Look below and pull out each line with the word "blurred".

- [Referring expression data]
____________

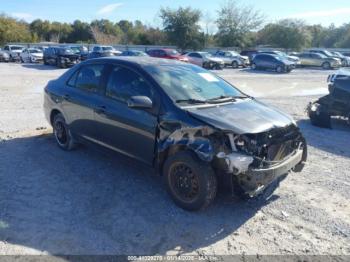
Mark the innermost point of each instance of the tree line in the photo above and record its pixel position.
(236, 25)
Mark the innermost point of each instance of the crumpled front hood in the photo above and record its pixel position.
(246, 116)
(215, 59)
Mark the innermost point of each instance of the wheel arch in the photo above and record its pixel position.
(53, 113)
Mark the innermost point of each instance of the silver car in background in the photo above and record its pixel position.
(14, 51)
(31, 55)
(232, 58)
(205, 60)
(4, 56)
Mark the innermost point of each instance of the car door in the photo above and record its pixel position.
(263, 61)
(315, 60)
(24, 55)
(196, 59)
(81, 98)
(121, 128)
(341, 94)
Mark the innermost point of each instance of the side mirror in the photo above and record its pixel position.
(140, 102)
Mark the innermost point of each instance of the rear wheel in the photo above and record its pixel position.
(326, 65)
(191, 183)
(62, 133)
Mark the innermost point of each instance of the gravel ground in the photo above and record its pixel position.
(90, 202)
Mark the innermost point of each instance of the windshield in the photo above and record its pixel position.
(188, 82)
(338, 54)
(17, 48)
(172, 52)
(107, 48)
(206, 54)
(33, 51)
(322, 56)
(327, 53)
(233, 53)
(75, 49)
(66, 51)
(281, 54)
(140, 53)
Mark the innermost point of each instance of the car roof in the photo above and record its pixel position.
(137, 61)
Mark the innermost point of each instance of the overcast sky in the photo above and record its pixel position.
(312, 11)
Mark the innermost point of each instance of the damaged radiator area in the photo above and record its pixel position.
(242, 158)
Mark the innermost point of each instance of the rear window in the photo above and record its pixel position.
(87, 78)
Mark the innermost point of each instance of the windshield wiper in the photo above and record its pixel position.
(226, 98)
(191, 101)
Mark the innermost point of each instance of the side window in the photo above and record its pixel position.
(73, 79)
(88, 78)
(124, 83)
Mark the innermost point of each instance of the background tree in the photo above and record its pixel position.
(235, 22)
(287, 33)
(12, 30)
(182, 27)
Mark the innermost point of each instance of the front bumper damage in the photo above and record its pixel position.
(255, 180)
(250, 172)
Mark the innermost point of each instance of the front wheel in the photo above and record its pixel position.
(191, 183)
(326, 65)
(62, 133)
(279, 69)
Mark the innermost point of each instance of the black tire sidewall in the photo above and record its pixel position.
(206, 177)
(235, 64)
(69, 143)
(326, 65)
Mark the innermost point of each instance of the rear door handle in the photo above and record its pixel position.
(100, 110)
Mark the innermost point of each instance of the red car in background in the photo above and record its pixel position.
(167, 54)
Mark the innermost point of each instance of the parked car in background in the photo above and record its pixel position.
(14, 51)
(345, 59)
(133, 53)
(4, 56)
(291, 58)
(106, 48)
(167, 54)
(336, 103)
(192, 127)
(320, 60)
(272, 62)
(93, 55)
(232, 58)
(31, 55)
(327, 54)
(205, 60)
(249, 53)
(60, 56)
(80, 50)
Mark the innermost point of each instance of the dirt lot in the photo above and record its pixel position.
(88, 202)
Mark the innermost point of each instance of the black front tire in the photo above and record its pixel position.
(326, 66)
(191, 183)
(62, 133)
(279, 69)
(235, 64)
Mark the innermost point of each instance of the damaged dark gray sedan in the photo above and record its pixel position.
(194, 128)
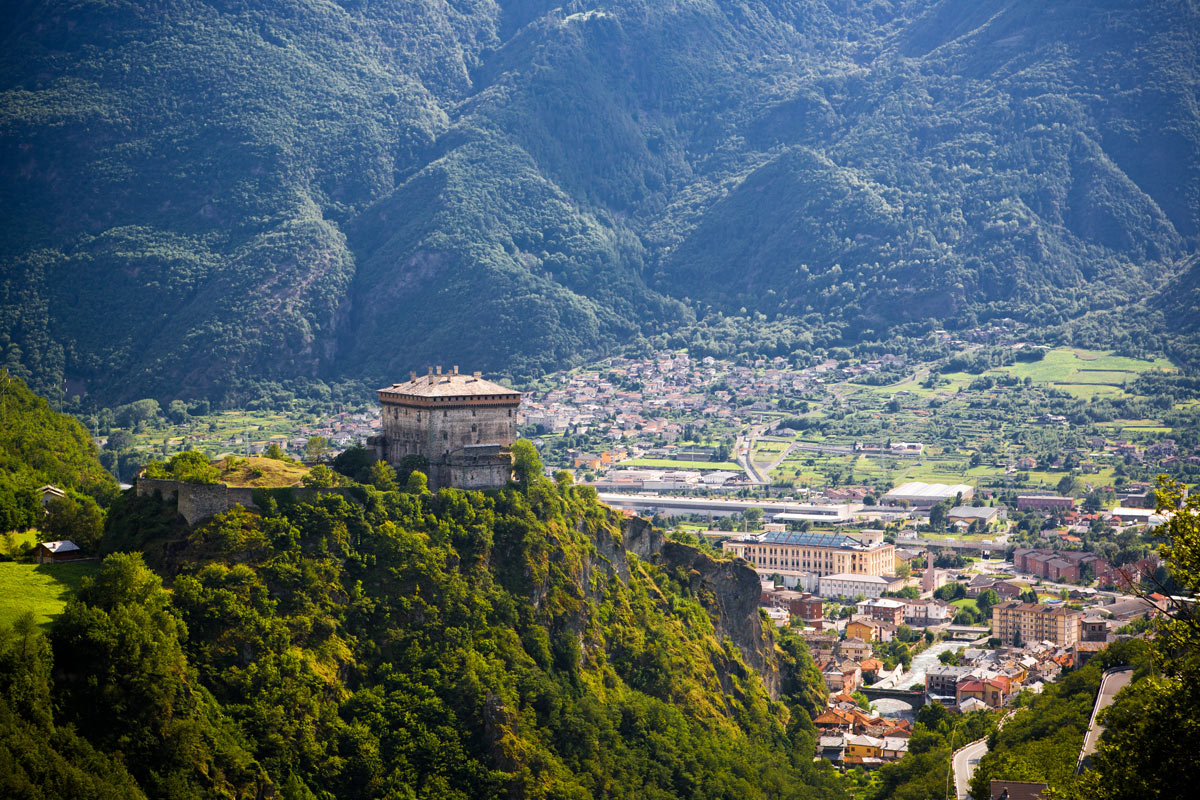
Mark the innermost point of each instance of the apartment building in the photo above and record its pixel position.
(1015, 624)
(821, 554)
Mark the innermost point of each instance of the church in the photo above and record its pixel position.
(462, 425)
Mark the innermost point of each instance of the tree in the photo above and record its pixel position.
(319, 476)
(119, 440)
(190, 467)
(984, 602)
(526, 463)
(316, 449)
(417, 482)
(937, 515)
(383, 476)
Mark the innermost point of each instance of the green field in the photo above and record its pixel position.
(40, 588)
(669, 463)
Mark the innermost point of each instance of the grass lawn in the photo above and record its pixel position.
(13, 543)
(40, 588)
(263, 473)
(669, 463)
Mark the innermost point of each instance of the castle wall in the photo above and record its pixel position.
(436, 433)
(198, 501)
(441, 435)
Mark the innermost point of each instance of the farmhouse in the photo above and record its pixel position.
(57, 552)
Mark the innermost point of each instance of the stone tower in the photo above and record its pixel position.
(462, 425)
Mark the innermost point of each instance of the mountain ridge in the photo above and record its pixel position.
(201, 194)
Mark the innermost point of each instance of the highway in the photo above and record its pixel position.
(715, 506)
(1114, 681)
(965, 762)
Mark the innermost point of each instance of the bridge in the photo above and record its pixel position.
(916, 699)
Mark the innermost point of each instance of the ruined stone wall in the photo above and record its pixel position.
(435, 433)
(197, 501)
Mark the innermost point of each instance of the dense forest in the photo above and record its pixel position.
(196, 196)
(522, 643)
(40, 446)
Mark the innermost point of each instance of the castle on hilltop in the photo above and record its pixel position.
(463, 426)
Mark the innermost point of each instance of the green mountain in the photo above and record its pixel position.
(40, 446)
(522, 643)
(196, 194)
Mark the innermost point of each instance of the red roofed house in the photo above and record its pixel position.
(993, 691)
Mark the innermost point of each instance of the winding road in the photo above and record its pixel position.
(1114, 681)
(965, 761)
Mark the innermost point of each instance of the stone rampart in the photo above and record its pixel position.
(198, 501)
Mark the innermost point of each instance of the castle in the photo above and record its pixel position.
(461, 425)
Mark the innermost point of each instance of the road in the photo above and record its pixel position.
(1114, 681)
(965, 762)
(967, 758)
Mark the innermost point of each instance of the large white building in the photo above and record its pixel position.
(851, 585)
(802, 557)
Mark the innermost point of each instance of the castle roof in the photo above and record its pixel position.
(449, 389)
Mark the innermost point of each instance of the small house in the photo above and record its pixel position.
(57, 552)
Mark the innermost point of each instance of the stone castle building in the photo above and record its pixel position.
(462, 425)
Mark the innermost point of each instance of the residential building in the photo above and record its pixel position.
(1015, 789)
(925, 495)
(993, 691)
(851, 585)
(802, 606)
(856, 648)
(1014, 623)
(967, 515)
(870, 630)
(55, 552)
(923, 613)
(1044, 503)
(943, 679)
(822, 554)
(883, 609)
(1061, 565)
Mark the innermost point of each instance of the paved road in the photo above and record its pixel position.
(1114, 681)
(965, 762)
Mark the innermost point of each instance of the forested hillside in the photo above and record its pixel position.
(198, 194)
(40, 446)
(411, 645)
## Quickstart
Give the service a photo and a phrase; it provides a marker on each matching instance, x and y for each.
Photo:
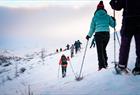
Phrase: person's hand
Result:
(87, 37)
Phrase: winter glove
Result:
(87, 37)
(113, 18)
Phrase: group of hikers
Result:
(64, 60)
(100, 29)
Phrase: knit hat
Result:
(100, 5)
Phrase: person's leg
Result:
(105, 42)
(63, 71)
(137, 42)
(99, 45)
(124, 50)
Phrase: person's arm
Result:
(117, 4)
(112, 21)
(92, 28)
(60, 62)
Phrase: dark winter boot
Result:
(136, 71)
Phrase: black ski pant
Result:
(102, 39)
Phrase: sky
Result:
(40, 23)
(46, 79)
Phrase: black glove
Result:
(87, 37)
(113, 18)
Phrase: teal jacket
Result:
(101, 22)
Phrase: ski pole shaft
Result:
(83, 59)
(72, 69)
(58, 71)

____________

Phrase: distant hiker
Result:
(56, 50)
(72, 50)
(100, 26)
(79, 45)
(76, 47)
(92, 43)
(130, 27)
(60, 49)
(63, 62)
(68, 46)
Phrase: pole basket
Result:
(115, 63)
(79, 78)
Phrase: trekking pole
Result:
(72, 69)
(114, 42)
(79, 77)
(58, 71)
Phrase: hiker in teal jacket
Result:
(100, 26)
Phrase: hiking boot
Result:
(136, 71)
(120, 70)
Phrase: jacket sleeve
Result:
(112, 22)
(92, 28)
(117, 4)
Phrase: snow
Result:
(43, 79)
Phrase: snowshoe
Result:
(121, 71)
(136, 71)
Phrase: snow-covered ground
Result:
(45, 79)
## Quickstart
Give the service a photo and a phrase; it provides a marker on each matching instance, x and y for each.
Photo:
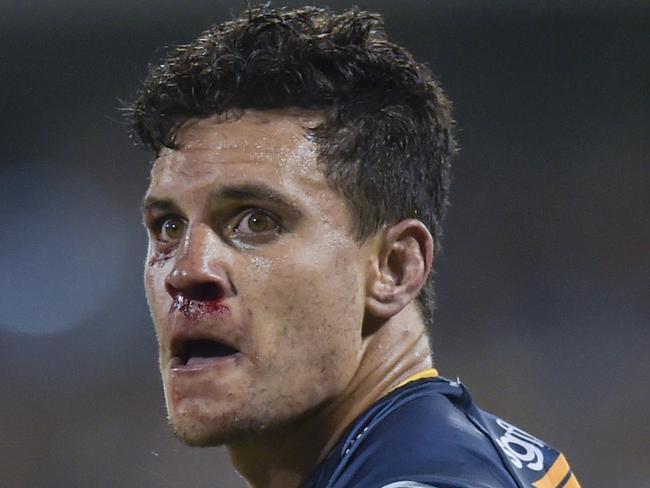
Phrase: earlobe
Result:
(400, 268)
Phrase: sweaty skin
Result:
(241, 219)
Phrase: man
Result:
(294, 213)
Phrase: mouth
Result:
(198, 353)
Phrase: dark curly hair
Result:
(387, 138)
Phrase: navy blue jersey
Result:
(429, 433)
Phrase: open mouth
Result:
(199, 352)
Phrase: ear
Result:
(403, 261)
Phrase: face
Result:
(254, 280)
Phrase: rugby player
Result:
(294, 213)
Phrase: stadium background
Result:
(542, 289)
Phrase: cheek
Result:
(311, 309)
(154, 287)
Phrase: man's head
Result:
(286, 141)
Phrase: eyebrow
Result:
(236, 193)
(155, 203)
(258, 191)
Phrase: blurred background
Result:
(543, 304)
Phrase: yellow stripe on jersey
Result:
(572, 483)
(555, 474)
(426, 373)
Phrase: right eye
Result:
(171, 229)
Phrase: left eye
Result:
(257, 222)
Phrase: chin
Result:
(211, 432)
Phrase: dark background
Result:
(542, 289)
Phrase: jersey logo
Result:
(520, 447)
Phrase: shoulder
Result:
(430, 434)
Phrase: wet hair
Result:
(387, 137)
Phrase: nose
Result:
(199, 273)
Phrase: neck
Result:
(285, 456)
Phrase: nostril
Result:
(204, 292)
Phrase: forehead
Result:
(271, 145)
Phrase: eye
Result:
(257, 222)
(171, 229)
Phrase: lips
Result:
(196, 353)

____________

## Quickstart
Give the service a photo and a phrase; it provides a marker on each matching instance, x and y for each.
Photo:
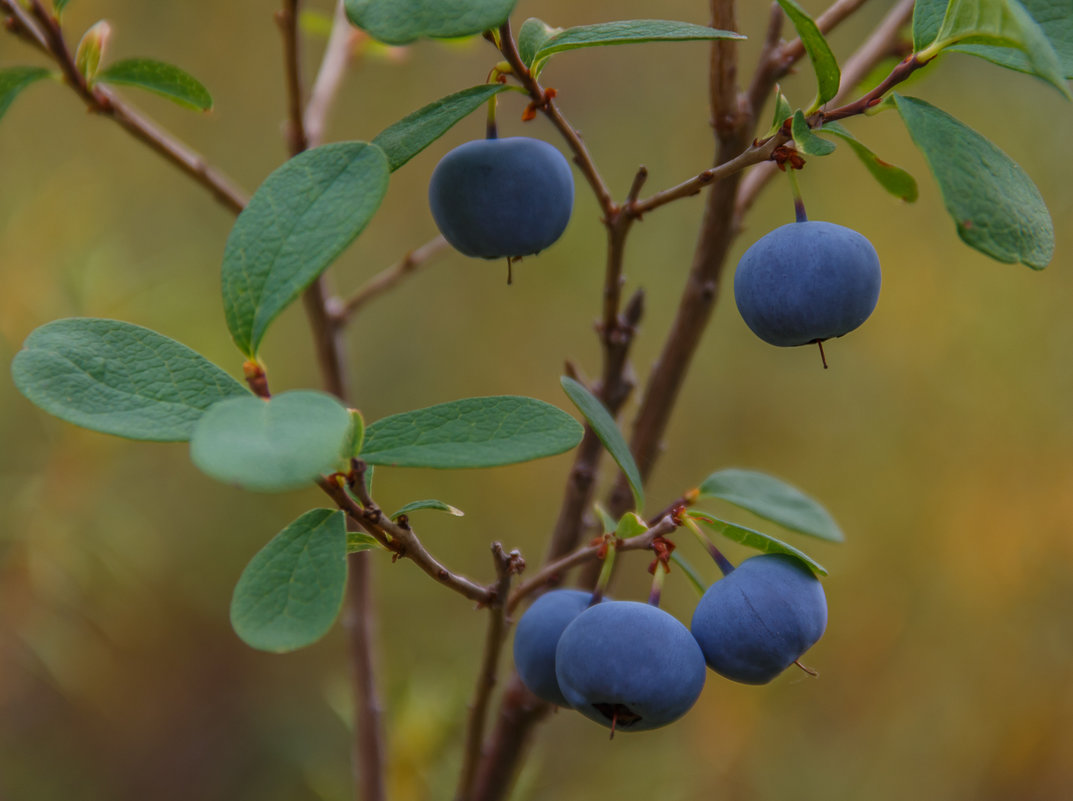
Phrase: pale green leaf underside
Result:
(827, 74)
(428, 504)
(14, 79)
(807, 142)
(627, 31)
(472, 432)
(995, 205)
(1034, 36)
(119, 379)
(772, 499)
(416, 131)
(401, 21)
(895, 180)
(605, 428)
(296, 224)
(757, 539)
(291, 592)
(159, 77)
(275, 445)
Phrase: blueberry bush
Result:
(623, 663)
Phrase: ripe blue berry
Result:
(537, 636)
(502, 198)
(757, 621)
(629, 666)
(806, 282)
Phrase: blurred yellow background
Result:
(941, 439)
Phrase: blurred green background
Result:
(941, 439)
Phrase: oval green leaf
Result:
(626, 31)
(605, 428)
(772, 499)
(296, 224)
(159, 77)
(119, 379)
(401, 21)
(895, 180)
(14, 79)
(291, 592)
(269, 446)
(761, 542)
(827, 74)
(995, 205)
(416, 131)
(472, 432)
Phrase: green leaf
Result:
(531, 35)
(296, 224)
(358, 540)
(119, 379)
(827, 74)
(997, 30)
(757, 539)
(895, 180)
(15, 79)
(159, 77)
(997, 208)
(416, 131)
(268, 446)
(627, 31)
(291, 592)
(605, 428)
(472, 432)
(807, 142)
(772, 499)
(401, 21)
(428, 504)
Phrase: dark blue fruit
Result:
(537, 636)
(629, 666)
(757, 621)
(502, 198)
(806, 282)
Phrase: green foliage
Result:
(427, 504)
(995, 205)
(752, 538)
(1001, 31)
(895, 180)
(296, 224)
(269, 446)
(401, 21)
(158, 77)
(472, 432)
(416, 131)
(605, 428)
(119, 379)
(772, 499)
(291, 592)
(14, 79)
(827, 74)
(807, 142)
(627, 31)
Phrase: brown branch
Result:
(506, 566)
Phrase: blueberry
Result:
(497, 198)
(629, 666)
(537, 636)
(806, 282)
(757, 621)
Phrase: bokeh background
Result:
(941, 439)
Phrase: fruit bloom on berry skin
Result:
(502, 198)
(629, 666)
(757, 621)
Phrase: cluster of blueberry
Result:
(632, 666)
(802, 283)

____________

- [Your solution]
Phrase: blurred background
Phrase: blurred yellow background
Phrase: blurred green background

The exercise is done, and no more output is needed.